#### [EXERCISE INSTRUCTIONS]
Reproduce word for word the part of the cervical cancer screening abstract below that begins with the words "Japan Association for" and stops after "Ho Hospital, Taiwan)".

#### [SOURCE DOCUMENT]
==============================

Japan Association for Medical Informatics

[AP3-E1-2-02] Cervical Cancer Screening using Machine Learning Approach

*Sari Rahmawati Kusuma Dewi1, Jakir Hossain Bhuiyan Masud1, Emily Chia-Yu Su1, Ming-Chin Lin1,2 (1. College of Medical Science and Technology, Taipei Medical University, Taiwan, 2. Taipei Medical University-Shuang Ho Hospital, Taiwan)

Cervical Cancer, Machine Learning, Resample, Imbalance Data, Artificial Intelligence

Cervical cancer (ca cervix) is one of most common cancer in women and will be highly treatable because of screening. It implied that ca cervix should be diagnosed as early as possible. Therefore, the prediction model is needed to support the early detection and screening of ca cervix. This present study is aimed to make and evaluate predictive model of ca cervix by machine learning approach using open imbalance data. The machine learning approach was implemented by four steps, consists of data pre-processing, feature selection, predictive model development, and model performance evaluation. We used features in Waikato Environment for Knowledge Analysis (WEKA) version 3.8.4 for all of those steps, including imputation, interquartile range, Synthetic Minority Oversampling Technique (SMOTE), resample, and experimenter. The result of this study showed that all of predictive models (RandomForest, Bagging, LogitBoost, ClassificationViaRegression (CVR), and RandomCommittee) were acceptable for ca cervix prediction. The highest accuracy of all predictive model was 99.34%. Our proposed predictive model with highest performance is LogitBoost. The performance of ca cervix prediction using imbalance data will improve if we can handle the missing value, outlier, and data imbalance. We concluded that our proposed predictive model showed the good performance and may be visible for noninvasive ca cervix screening.

==============================

#### [PROVIDED DATA]
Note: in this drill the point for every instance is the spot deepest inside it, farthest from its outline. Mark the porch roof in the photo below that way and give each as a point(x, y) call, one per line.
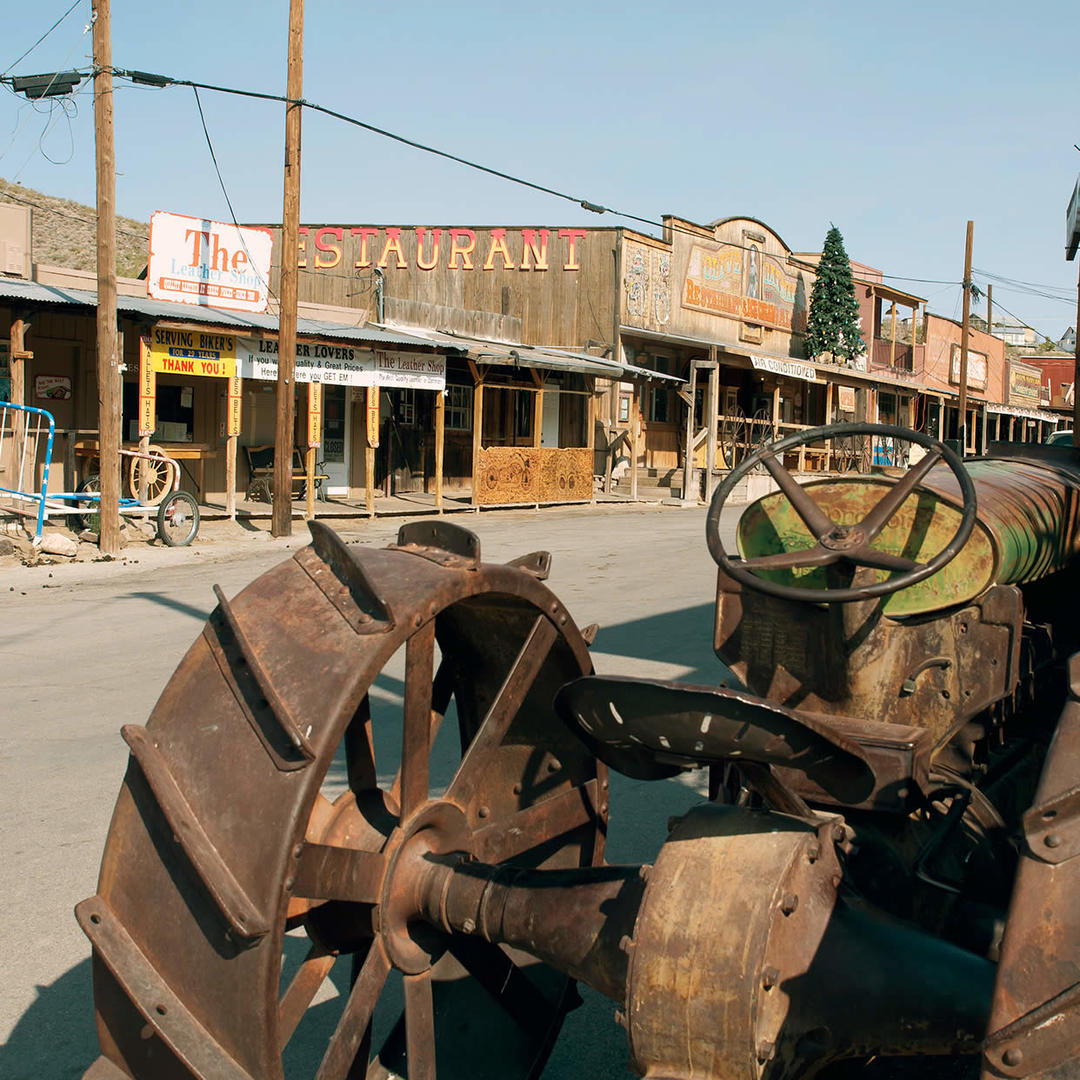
point(18, 292)
point(516, 354)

==============================

#### [ANSWER SPACE]
Japan Association for Medical Informatics

[AP3-E1-2-02] Cervical Cancer Screening using Machine Learning Approach

*Sari Rahmawati Kusuma Dewi1, Jakir Hossain Bhuiyan Masud1, Emily Chia-Yu Su1, Ming-Chin Lin1,2 (1. College of Medical Science and Technology, Taipei Medical University, Taiwan, 2. Taipei Medical University-Shuang Ho Hospital, Taiwan)